● **INSTRUCTIONS TO FOLLOW**
Set down the line that has "Query: green buoy hull" and each line beneath it, through the last line of the entries, exactly and with no others.

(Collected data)
┌──

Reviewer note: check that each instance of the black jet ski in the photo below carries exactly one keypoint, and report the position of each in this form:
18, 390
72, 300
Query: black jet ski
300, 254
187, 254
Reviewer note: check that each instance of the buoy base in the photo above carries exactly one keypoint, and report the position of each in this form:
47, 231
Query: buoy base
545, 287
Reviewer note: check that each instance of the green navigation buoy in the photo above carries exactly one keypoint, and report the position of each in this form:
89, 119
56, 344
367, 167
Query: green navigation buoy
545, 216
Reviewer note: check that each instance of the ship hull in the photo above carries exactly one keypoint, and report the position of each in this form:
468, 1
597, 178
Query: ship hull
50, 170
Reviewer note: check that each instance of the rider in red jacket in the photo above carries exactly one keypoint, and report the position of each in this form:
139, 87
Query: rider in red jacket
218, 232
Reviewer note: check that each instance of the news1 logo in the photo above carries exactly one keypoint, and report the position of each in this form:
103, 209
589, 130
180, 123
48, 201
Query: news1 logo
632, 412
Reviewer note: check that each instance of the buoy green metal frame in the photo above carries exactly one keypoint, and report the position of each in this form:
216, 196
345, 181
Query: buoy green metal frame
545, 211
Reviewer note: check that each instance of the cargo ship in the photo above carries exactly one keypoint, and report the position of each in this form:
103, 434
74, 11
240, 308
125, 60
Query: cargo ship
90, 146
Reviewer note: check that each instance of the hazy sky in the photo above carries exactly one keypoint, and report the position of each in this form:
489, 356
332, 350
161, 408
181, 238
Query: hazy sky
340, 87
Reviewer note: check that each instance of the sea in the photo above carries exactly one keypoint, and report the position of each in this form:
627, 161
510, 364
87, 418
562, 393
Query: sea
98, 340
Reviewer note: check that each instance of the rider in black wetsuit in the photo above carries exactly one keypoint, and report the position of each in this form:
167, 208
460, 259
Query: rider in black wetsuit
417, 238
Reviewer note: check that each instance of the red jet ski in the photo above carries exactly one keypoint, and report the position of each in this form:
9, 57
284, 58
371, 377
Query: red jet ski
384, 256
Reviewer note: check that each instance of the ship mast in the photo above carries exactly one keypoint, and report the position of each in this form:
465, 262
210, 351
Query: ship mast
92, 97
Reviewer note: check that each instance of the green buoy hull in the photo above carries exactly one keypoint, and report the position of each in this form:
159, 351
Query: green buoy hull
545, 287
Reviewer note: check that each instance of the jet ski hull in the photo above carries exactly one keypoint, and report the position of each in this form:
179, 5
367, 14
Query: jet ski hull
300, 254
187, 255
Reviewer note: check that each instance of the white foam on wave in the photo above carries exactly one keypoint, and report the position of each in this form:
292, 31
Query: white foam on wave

└──

● **SOLUTION FOR THIS PROBLEM**
Query: green buoy hull
545, 287
Reviewer note: check that each instance of the jet ski hull in the photo above carries exactly one keypoint, and report the position of each in this form:
179, 5
367, 14
Query: jet ski hull
300, 254
187, 255
Reviewer note: check that each instance of the white foam on wave in the photo above carries exactly one keypoint, and report the position of each in this form:
292, 31
Query: white foam on wave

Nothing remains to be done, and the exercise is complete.